= Set task A =
In the OSM data format page, give again the part that opens with the words containing "OSM Relations" and closes with "road, or intersections.", replacing "platforms" with "concourses".

= Passage to read =
▼

Open Street Map Data format (XML/PBF)
In this section of the manual we discuss the Open street Map (OSM) XML and PBF format. The OSM parser requires a local file (XML or PBF) as input. Use for example Osmosis to extract such a file from the cloud based on a predetermined bounding box.
Data Format | Type | Status | Network | (Public Transport) Services | Zoning | Demands | Python | Java |
---|---|---|---|---|---|---|---|---|
Open Street Map | XML /PBF |
Supported | Read | Read (platforms/poles only) | Read (No ODs) | N/A | YES | YES |
OSM (GTFS) and PLANit
Any OSM XML or PBF file can be converted into a PLANit memory model using the available readers. The resulting PLANit memory model can then be used to conduct an assignment (Java) or persist into another data format, e.g., PLANit XML, MATSim, etc. (Java, Python).
The user has the option to either just extract a network, or supplement this with public transport infrastructure (poles, platforms, stations) available in the OSM data. Since the OSM data generally does not have good quality public transport service information, this is not supported, instead it is advised to ingest public transport services by utilising a GTFS reader which can be run after the OSM parser and which is capable of supplementing the network and stops with routed pt services and the underlying service network.
Examples on how to perform a network conversion from OSM to other data formats (PLANit, MATSim, etc.) are provided in the respective PLANit-Python and PLANit-Java reference sections of this manual.
Outline
OSM has a detailed description of its XML and PBF formats available on their own Wiki:
We refer the interested reader to the above links for an in-depth discussion on the data formats themselves. With respect to PLANit, this page details what our OSM reader does and does not support with respect to the entities that reside in each OSM file in the outline below:
- OSM basics
- OSM road network support
- OSM rail network support
- OSM public transport support
- OSM mode support
- Bounding box edges
- Logging support
OSM Basics
OSM has only three types of entities that cover all its categories ranging from buildings, to trees, to seas, to roads:
OSM Nodes
These are point locations with additional tags that identify what this point represents. For example, this can be a tree, but also an intersection, it can be a landmark, or a train station.
OSM Ways
These are either lines (open) or polygons (closed) with additional tags that identify what this way represents. For example, this can be a road, but also a building, it can be a train platform, but also a border.
OSM Relations
These are groups of OSM entities, where each member can either be an OSM node, OSM way, or OSM relation. For example, this can be a station with multiple platforms, or a group of buildings that belong together etc.
OSM Road Network Support
In OSM the road network is represented by nodes and ways, where each way is tagged with highway=<type>
.
A way consists of two or more nodes. These nodes can represent the shape of the internal road, or intersections.
PLANit supports all meaningful highway types and allows the user to configure which types to parse and which types to ignore. This way you can decide to parse a bicycle network, pedestrian network, bus, or main arterial private car network, or a combination of the former.

▲

= Set task B =
Reproduce every line of the labeling entries below, including the lines that are not point coordinates, and shift each x and y coordinate by adding 95 to it.

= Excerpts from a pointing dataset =
▼

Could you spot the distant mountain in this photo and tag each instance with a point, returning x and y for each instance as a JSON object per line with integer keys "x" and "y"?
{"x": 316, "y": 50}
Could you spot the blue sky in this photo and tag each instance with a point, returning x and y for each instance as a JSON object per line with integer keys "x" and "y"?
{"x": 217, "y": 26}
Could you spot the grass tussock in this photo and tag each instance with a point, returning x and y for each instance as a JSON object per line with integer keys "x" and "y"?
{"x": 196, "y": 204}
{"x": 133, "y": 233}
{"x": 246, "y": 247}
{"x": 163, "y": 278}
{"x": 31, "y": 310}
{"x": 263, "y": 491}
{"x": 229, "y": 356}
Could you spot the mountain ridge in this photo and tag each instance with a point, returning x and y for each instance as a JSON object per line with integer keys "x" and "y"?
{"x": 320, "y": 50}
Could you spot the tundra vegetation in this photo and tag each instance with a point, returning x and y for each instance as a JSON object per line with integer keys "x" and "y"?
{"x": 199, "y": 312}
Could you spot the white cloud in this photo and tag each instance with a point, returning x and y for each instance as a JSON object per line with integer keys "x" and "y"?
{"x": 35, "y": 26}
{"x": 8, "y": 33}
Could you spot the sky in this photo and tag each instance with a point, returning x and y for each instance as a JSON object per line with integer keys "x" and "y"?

▲

= Correct answer A =
OSM Relations
These are groups of OSM entities, where each member can either be an OSM node, OSM way, or OSM relation. For example, this can be a station with multiple concourses, or a group of buildings that belong together etc.
OSM Road Network Support
In OSM the road network is represented by nodes and ways, where each way is tagged with highway=<type>
.
A way consists of two or more nodes. These nodes can represent the shape of the internal road, or intersections.

= Correct answer B =
Could you spot the distant mountain in this photo and tag each instance with a point, returning x and y for each instance as a JSON object per line with integer keys "x" and "y"?
{"x": 411, "y": 145}
Could you spot the blue sky in this photo and tag each instance with a point, returning x and y for each instance as a JSON object per line with integer keys "x" and "y"?
{"x": 312, "y": 121}
Could you spot the grass tussock in this photo and tag each instance with a point, returning x and y for each instance as a JSON object per line with integer keys "x" and "y"?
{"x": 291, "y": 299}
{"x": 228, "y": 328}
{"x": 341, "y": 342}
{"x": 258, "y": 373}
{"x": 126, "y": 405}
{"x": 358, "y": 586}
{"x": 324, "y": 451}
Could you spot the mountain ridge in this photo and tag each instance with a point, returning x and y for each instance as a JSON object per line with integer keys "x" and "y"?
{"x": 415, "y": 145}
Could you spot the tundra vegetation in this photo and tag each instance with a point, returning x and y for each instance as a JSON object per line with integer keys "x" and "y"?
{"x": 294, "y": 407}
Could you spot the white cloud in this photo and tag each instance with a point, returning x and y for each instance as a JSON object per line with integer keys "x" and "y"?
{"x": 130, "y": 121}
{"x": 103, "y": 128}
Could you spot the sky in this photo and tag each instance with a point, returning x and y for each instance as a JSON object per line with integer keys "x" and "y"?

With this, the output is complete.